Der Counter Etienne Walch gibt die Fee Null, die sich fangen lässt, um Wünsche zu erfüllen. © Nasser Hashemi

Von Jens Daniel Schubert

Es gibt noch Orte, wo Wünsche in Erfüllung gehen. Vielleicht hat Bohuslav Martinu deswegen seine Oper „Die drei Wünsche oder die Launen des Lebens“ als Filmoper angelegt. So verschachtelt er die drei Wünsche seiner Protagonisten mit den Fragen von Illusion und Wirklichkeit und wirbelt die Ebenen der Handlungen und Beziehungen durcheinander. Chemnitz hat das selten gespielte Werk, uraufgeführt 1971, des aus Böhmen stammenden Komponisten auf die Opernbühne geholt. Zur Premiere am Sonnabend gab es langen Applaus, auch wenn hier so mancher Wunsch offengeblieben ist.

Story vom Fischer und seiner Frau

Am Ende ist es die alte Geschichte vom Fischer und seiner Frau. Arthur und Nina, auf der Bühne Ehepaar Juste, sind aneinander gewöhnt bis zur Langeweile, aber für Veränderung zu träge. Da kommt die Fee ins Spiel. Angeblich hat er sie auf der Jagd gefangen. Gezeigt wird eher, dass sie sich absichtsvoll in seine Fänge begibt. Nun muss, oder will sie für ihre Freiheit drei Wünsche erfüllen. Geld, Jugend, Liebe – wer wünschte sich das nicht. Die Wünsche gehen in Erfüllung. Aber die Sehnsucht nach Glück bleibt.

Einträge mit beschrifteten Punkten

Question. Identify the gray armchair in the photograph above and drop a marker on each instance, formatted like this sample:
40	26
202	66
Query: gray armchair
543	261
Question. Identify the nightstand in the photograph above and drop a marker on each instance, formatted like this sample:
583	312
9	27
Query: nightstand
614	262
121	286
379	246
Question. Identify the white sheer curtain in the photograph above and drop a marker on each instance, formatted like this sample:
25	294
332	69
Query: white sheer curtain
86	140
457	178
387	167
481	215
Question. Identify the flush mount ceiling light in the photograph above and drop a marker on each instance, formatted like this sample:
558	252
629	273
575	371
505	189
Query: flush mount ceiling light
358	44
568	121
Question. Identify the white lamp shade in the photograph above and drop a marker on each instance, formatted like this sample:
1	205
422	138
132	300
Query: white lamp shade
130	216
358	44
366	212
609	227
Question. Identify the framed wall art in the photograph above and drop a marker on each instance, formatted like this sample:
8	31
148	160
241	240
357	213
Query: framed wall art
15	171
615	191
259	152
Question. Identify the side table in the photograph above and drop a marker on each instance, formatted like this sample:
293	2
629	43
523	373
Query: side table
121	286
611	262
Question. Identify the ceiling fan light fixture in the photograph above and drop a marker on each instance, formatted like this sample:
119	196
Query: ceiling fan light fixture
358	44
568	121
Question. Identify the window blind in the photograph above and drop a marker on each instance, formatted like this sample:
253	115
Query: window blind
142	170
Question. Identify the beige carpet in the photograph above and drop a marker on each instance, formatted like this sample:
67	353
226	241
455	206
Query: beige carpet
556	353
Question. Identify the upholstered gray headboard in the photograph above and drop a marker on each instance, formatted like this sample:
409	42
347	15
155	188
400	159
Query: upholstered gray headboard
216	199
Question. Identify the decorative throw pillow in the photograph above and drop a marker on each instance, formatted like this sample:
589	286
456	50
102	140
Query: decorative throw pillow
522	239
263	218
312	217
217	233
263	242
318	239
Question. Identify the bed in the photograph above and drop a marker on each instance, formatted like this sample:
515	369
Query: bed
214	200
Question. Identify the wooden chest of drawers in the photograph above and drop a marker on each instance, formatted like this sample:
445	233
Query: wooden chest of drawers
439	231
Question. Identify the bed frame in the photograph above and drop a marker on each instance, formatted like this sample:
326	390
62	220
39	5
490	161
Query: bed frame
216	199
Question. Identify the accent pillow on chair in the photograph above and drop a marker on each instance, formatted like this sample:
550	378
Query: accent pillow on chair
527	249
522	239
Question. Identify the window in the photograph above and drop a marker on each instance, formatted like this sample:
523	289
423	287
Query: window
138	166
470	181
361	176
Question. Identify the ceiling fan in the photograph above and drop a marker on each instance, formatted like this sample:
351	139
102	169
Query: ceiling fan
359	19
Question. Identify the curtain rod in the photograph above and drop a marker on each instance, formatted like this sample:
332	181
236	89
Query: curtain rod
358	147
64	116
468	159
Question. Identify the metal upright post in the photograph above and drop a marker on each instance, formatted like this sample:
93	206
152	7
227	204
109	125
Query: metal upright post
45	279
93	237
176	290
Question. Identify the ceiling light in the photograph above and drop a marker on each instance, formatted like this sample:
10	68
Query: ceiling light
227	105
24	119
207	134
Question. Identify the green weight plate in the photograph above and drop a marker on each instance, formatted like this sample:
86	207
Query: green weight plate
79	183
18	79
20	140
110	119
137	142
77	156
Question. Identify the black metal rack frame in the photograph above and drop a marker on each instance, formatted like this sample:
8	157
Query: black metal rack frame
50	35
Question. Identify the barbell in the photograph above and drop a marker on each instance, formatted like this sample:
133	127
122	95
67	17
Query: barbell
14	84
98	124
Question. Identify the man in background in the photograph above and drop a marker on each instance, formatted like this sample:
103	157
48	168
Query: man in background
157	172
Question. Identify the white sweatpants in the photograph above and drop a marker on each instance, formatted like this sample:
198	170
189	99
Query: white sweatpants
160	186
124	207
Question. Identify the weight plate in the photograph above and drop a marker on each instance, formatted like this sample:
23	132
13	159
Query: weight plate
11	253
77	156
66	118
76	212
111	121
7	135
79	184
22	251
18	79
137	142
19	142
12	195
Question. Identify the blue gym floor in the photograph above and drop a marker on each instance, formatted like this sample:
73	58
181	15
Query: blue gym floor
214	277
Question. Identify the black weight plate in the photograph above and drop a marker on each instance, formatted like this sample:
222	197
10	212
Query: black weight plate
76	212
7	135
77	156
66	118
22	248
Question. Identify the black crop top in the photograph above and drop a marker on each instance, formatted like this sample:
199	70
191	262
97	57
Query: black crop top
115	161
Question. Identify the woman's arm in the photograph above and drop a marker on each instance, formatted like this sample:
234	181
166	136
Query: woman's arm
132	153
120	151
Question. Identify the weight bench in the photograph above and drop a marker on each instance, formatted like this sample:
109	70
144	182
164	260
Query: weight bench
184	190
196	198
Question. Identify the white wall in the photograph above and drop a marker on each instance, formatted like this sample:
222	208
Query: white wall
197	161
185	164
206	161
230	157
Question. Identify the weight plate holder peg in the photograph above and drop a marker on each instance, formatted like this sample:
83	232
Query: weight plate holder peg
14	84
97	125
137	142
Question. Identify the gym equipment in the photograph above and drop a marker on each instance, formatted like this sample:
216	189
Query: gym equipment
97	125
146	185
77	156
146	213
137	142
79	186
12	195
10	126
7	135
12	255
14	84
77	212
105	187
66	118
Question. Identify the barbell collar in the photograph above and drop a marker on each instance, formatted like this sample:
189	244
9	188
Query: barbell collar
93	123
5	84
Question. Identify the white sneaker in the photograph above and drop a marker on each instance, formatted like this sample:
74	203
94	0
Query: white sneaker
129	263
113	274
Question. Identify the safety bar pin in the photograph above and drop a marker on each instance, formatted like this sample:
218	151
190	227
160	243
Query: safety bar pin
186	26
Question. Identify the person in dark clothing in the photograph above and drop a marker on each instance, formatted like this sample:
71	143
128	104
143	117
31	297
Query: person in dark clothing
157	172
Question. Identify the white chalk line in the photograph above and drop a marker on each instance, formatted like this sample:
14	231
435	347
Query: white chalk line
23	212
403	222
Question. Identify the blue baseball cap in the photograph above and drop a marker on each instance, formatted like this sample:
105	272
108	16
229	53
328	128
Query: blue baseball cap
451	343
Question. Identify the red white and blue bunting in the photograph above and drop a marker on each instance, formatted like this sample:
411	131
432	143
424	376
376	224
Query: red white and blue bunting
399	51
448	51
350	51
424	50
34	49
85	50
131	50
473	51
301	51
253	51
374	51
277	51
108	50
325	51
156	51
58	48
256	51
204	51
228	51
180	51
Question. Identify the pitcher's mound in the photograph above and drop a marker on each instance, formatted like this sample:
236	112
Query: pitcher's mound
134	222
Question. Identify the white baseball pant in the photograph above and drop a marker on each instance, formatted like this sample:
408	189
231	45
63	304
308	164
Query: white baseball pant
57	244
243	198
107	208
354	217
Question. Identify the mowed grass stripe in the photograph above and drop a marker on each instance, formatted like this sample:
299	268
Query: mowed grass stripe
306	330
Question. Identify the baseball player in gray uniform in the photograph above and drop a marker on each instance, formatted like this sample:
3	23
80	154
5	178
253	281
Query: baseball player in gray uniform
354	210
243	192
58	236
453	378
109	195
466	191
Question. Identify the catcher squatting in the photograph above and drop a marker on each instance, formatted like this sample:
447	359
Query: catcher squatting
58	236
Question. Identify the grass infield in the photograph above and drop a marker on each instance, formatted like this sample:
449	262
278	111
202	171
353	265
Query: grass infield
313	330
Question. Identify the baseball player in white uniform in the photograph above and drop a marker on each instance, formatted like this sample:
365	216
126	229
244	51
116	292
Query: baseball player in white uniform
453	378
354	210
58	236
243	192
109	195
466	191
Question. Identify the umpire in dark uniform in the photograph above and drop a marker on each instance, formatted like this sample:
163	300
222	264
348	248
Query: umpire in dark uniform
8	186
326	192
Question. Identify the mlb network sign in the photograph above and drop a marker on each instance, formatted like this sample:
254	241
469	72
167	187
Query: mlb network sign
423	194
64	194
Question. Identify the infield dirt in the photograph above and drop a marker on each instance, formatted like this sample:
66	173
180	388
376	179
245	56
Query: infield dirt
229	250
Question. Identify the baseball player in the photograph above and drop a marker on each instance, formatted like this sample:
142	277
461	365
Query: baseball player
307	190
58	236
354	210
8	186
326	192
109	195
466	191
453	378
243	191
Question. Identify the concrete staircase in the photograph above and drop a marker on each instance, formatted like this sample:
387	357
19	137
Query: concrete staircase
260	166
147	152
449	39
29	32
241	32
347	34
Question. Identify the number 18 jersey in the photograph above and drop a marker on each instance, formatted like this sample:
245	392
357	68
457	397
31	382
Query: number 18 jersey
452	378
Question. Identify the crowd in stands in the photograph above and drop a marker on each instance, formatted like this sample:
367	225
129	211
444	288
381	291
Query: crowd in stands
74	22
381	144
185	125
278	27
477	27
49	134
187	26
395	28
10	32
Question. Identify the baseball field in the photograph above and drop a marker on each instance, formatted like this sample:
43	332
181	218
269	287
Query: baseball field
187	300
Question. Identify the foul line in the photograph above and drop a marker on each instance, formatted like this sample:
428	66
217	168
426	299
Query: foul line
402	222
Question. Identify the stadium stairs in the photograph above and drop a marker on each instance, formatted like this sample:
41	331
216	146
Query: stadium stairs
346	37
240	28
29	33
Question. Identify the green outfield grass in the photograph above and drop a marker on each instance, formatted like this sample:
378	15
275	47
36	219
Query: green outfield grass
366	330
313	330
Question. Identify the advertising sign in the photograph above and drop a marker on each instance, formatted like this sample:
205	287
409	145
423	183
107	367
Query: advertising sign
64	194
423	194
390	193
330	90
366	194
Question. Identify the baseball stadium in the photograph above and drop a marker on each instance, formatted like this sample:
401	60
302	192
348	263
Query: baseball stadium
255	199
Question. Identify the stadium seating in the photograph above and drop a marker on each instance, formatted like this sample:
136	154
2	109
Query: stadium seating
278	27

## Gestellte Aufgabe
Schreibe die Fortsetzung der Kritik zur Chemnitzer Aufführung von „Die drei Wünsche“, beginnend nach ihrem letzten Satz.

## Antwort darauf
Martinus Dreh mit dem Film überträgt die Chemnitzer Regisseurin Rahel Thiel aufs Theater. Die Geschichte des Films/Theaters mischt sich mit der Realität. Arthur ist zerrissen. Auch dem Zuschauer fällt es schwer, die Ebenen zu trennen. Im Theater verschwimmen die Grenzen. Die Fee, vom Counter Etienne Walch als kunstvolles Wesen zwischen Mann und Frau gegeben, kommt auf einem Schminktisch gefahren. Sie ist gefesselt von einer Lichterkette, begleitet von einem Quartett ausgefallener Kunstfiguren, singend wie die Comedian Harmonists. Sie ist vielleicht einfach der Spiegel, in dem sich die Hauptfigur sieht. Dazu kommt noch ein ganzer Katalog bedeutungsschwerer Symbole auf die Bühne. Zuschauertraversen und Lichterwände, ein altes Grammofon, Lichterkette und Filmeinspiel, Theatermasken und skurrile, surrealistisch kostümierte Figuren. Sie bieten ein breites Spektrum von Assoziations- und Interpretationsmöglichkeiten, bleiben aber unkonkret. Die Hauptfiguren leben ihre Geschichte, die fiktionale und die reale, in den drei Wünschen aus.

Wenn Wünsche nicht so gemeint sind

In einer üppig goldenen Ausstattung erfüllt sich der Wunsch nach Reichtum. Da entstehen glanzvolle Bilder. Dass hier innere Leere und Seelenlosigkeit herrschen, verkündet ein trauriges Lied.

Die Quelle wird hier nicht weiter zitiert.